> _Task goal_
Look for the word "surface" in the entries below, then copy every line that has it.

(Natural-language object grounding data)
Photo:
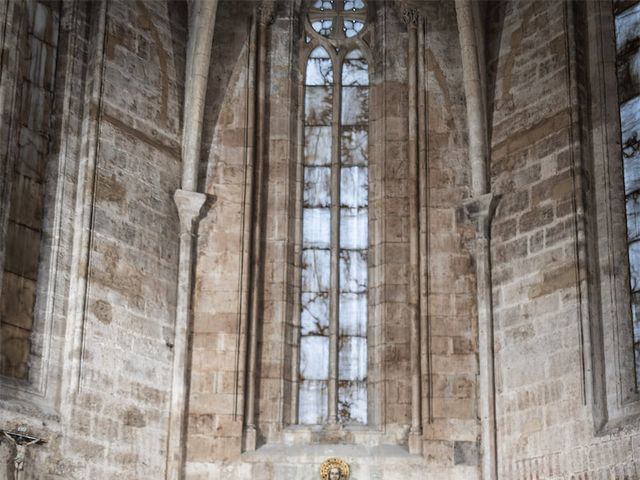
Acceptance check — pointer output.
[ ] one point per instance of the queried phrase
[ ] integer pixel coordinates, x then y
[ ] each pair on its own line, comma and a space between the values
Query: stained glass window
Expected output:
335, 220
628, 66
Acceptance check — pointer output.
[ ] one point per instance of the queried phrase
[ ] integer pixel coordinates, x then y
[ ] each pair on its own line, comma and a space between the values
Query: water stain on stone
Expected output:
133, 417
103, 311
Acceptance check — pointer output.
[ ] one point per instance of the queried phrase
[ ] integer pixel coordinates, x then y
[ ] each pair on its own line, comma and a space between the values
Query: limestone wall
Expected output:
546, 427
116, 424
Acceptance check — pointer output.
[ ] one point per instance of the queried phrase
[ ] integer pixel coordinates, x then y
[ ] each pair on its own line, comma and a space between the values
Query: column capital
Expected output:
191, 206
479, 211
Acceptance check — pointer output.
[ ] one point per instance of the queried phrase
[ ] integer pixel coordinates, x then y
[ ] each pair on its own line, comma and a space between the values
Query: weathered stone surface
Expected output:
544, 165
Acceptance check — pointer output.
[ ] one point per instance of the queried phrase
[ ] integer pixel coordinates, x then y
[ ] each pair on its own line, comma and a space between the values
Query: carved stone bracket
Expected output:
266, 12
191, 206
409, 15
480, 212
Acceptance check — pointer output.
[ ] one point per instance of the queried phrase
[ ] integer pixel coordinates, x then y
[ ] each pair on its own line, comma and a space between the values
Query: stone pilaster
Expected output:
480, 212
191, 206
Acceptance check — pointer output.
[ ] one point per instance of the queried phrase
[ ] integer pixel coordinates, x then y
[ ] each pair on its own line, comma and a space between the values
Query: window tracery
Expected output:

...

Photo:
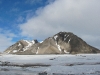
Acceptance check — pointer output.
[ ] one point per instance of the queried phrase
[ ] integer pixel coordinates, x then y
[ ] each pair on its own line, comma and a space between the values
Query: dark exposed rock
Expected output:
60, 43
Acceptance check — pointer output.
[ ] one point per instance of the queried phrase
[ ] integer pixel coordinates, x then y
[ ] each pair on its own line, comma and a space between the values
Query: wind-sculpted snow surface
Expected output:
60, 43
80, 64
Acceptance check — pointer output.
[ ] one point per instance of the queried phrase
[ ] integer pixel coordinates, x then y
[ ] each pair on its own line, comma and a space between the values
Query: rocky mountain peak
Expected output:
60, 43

--

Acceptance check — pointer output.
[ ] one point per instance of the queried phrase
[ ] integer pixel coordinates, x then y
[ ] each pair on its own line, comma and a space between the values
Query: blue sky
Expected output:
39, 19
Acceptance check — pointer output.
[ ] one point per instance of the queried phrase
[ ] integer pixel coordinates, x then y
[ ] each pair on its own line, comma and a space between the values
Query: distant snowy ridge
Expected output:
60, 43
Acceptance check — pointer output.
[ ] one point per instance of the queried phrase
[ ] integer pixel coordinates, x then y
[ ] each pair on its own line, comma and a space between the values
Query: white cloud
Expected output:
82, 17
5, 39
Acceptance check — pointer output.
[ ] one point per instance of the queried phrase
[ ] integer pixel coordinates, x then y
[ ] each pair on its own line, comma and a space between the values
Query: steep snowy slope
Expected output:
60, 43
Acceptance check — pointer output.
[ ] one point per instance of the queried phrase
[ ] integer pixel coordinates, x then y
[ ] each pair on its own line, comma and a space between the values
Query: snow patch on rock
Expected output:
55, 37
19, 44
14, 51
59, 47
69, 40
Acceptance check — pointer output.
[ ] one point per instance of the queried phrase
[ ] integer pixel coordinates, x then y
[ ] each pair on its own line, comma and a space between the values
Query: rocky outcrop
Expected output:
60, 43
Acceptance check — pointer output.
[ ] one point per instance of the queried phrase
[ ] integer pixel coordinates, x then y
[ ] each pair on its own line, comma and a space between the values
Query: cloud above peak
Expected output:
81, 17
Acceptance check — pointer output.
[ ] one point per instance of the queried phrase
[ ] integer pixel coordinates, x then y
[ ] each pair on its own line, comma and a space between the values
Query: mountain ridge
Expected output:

> _Solution_
Query: weathered stone surface
Query: wind-sculpted snow surface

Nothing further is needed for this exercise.